• REQUIRED TASK
Reproduce the lines below exactly, starting at the line containing "Could you point to the dumbbell" and ending at the line containing "column 403, row 276".
>> Begin MATERIAL FOR THE TASK
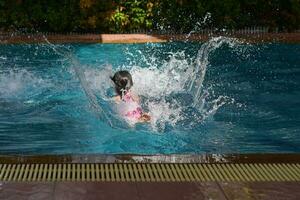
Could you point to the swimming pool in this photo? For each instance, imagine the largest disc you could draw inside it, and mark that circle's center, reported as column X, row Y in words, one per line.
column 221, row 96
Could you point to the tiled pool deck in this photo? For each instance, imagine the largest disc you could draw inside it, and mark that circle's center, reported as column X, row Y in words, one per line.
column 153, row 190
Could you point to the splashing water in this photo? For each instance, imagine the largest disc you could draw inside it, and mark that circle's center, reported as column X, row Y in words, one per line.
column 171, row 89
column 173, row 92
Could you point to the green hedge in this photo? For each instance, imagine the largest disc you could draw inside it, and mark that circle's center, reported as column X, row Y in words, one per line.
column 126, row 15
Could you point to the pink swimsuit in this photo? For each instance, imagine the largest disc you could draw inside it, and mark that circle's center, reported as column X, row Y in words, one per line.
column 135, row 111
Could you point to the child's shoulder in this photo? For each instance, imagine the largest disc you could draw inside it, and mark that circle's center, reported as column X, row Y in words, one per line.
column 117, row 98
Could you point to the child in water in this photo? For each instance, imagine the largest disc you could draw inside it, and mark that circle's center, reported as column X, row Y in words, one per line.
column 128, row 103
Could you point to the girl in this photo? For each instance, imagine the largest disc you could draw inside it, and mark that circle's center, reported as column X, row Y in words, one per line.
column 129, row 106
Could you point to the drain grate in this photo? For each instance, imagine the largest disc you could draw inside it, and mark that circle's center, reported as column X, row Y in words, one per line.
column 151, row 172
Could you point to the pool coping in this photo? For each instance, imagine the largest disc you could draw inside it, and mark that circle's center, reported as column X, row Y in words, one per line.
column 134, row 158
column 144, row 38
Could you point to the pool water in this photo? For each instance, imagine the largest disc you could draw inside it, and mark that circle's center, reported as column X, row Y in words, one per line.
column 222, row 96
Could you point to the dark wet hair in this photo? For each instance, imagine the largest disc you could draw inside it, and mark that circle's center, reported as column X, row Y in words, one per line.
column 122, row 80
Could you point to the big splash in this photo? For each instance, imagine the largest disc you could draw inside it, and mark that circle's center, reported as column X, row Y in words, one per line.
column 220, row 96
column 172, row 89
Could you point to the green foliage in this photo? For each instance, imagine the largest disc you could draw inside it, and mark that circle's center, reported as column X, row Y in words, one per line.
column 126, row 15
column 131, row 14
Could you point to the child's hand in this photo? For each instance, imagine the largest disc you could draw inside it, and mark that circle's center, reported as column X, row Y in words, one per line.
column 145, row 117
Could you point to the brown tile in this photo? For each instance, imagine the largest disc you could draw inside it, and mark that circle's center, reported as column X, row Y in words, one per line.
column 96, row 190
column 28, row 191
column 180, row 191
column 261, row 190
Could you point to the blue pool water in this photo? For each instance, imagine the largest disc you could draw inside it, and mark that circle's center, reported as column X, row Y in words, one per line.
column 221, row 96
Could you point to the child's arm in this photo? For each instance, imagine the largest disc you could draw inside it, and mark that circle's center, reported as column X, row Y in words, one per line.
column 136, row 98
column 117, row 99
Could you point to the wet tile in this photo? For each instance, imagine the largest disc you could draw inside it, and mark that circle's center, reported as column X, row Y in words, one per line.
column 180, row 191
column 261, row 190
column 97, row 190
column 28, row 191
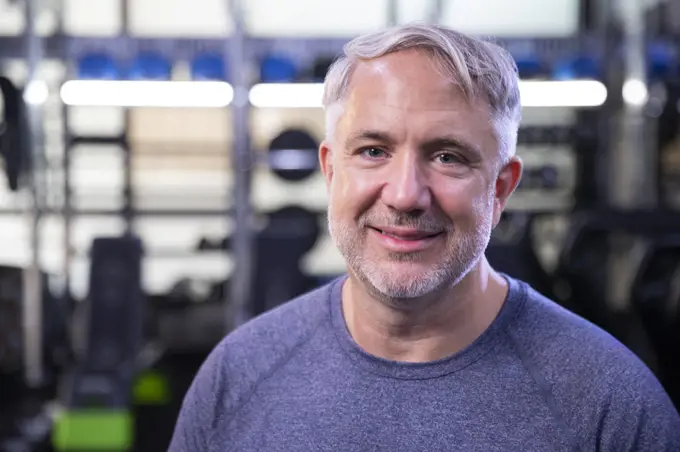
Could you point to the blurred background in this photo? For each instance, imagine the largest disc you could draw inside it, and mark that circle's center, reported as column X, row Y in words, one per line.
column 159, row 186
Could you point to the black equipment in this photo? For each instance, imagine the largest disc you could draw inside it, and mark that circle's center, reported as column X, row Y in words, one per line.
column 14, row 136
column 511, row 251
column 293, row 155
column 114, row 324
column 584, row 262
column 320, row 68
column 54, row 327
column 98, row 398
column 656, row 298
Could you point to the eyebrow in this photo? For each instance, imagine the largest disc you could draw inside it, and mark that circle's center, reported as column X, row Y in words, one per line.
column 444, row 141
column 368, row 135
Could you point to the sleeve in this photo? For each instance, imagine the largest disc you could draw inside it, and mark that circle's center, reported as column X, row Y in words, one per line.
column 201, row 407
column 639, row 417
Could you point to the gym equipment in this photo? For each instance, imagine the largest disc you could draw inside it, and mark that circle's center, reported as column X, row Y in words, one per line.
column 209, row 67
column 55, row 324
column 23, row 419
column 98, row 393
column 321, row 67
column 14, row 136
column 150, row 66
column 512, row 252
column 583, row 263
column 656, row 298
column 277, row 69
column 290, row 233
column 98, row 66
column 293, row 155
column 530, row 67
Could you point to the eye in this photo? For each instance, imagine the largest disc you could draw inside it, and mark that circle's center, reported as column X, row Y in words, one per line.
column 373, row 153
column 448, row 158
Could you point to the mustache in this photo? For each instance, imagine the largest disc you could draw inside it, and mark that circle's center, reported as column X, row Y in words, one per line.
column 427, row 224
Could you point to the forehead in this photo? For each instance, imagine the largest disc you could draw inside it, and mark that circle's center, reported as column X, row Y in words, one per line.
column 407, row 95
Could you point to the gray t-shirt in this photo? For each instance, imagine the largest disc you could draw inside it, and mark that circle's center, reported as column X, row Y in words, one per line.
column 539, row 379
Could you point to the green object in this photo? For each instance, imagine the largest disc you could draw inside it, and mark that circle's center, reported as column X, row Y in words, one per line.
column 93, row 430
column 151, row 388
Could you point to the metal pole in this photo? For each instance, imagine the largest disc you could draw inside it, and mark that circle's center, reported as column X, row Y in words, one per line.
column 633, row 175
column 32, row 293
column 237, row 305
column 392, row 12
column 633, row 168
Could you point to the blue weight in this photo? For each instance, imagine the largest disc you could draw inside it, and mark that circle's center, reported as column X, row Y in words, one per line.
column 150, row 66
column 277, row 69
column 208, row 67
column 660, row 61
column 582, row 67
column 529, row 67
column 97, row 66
>> End MATERIAL FOR THE TASK
>> Begin MATERIAL FOR THE TASK
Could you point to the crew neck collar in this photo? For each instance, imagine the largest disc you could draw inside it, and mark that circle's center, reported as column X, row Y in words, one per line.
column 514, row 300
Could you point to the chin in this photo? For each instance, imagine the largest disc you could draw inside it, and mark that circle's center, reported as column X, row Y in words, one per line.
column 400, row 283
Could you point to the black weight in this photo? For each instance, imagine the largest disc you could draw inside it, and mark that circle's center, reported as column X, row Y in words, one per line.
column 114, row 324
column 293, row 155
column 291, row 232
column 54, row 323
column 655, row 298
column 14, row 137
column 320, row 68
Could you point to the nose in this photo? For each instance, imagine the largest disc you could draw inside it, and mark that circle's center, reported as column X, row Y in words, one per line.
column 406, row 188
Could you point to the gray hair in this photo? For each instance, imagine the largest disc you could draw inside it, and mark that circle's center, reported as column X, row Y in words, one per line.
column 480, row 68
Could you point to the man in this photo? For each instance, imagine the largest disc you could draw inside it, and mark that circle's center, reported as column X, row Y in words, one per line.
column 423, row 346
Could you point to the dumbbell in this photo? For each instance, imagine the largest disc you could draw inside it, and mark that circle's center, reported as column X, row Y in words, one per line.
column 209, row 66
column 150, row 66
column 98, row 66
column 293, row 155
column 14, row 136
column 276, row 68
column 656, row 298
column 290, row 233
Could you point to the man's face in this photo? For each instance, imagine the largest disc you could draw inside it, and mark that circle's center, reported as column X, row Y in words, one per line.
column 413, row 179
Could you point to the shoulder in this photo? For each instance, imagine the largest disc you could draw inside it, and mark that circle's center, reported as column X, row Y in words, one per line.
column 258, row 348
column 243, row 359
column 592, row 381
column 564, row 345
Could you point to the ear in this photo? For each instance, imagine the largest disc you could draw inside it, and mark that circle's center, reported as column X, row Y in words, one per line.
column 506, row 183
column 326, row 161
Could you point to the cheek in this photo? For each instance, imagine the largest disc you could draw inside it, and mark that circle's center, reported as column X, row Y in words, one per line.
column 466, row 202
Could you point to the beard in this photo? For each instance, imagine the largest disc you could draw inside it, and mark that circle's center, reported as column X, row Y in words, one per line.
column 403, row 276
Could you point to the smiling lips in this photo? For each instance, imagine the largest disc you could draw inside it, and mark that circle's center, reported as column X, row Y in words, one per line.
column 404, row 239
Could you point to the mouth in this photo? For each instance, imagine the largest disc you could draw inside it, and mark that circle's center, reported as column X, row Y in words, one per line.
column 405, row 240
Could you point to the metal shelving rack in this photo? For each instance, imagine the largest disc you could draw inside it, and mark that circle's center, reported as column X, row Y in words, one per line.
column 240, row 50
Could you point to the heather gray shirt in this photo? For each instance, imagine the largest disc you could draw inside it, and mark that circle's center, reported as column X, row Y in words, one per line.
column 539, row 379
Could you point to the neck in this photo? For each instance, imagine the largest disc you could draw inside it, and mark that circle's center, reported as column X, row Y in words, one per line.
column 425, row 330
>> End MATERIAL FOR THE TASK
• PROBLEM SOLUTION
Could you point to the dumbbell in this photo? For each instance, imagine the largest disc you could draw inside it, and mark that circle's center, reported as column X, row Y in words, one per line.
column 209, row 66
column 150, row 66
column 98, row 66
column 293, row 155
column 14, row 136
column 276, row 68
column 656, row 298
column 290, row 233
Could you point to the man's face in this photo? For each instance, imagine the largest disc you could draw inside it, and mark that circle's center, reported as column X, row Y in words, one per line.
column 413, row 179
Could you point to the shoulder in this photo? For each instance, imagine the largest disc you could draw inside it, and mark that circle's center, reported as column X, row Y in words, one per line.
column 258, row 348
column 243, row 359
column 592, row 381
column 564, row 345
Could you point to the ear in this photo? For each instance, imagine the largest disc you could draw inside it, and mark that circle's center, reported as column X, row Y in words, one per line.
column 506, row 183
column 326, row 161
Could you point to the cheek in this photo? For each instance, imagine the largest disc you could draw inside it, and mark that circle's center, reported as column X, row Y in words, one per line.
column 466, row 202
Could you point to the beard in this photo? For each instance, imagine the largest disc you could draw inside it, and mark that circle's center, reported as column X, row Y in words, one per line.
column 403, row 276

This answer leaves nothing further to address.